▶ _THE PROBLEM_
Please output, as a JSON list of strings with one string per line and no blank lines, the lines starting at the one containing "For every <instance> block, use" and ending at the one containing "179L214 172L203 171L199".

··· INFORMATION SHOWN ···

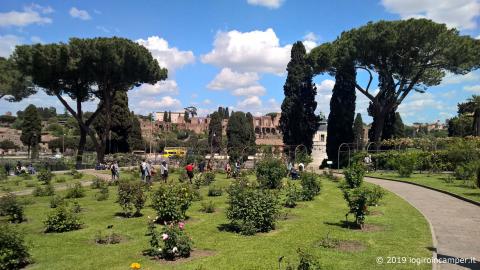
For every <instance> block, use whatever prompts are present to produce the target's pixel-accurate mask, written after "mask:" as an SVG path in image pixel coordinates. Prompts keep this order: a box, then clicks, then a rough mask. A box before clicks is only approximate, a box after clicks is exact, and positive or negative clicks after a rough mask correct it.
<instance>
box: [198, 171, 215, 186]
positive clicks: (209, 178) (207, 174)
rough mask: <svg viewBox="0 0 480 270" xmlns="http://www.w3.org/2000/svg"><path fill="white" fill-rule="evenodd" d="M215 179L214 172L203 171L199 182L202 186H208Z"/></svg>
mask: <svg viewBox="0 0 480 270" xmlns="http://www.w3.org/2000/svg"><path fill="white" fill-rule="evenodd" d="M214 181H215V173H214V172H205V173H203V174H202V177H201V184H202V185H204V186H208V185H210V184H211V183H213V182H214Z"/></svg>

···
··· INFORMATION SHOWN ···

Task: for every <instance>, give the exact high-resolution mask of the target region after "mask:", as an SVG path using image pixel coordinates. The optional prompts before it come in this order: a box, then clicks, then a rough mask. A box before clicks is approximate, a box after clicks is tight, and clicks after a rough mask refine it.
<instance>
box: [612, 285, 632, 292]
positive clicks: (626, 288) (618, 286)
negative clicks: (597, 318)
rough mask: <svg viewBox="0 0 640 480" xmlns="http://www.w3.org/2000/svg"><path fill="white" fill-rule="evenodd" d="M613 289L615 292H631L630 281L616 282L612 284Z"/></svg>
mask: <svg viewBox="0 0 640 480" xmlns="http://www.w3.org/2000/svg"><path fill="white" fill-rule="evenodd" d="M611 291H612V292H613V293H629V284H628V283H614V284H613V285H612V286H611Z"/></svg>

···
··· INFORMATION SHOWN ···

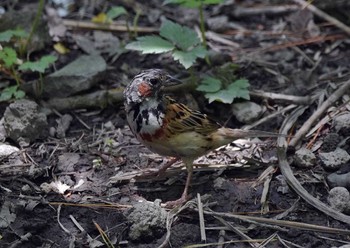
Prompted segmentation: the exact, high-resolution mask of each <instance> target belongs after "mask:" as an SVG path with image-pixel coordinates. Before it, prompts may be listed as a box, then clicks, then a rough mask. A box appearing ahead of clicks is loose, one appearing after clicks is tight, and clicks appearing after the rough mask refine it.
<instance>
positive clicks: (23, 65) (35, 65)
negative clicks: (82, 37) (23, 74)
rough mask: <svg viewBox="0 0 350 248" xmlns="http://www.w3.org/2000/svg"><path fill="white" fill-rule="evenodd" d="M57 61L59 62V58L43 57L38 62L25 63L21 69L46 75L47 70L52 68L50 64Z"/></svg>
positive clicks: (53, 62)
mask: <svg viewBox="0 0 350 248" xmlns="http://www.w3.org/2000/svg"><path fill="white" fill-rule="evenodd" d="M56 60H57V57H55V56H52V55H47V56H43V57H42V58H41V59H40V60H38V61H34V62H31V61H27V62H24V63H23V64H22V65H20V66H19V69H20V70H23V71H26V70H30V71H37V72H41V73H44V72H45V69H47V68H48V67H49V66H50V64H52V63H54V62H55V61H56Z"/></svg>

···

▶ _ANSWER SECTION_
[
  "For every <instance> block, use whatever prompts are present to produce the target's pixel-accurate mask, written after \"mask:\" as an SVG path in image pixel coordinates. Prompts keep this order: a box, then clicks, then a rough mask. A box before clicks is only approximate, a box after clicks is exact, and positive or negative clicks after a rough mask correct it.",
  "<instance>",
  "box: [198, 171, 215, 186]",
  "positive clicks: (209, 178) (207, 174)",
  "rough mask: <svg viewBox=\"0 0 480 270\" xmlns=\"http://www.w3.org/2000/svg\"><path fill=\"white\" fill-rule=\"evenodd\" d=\"M215 179L214 172L203 171L199 182L202 186H208Z\"/></svg>"
]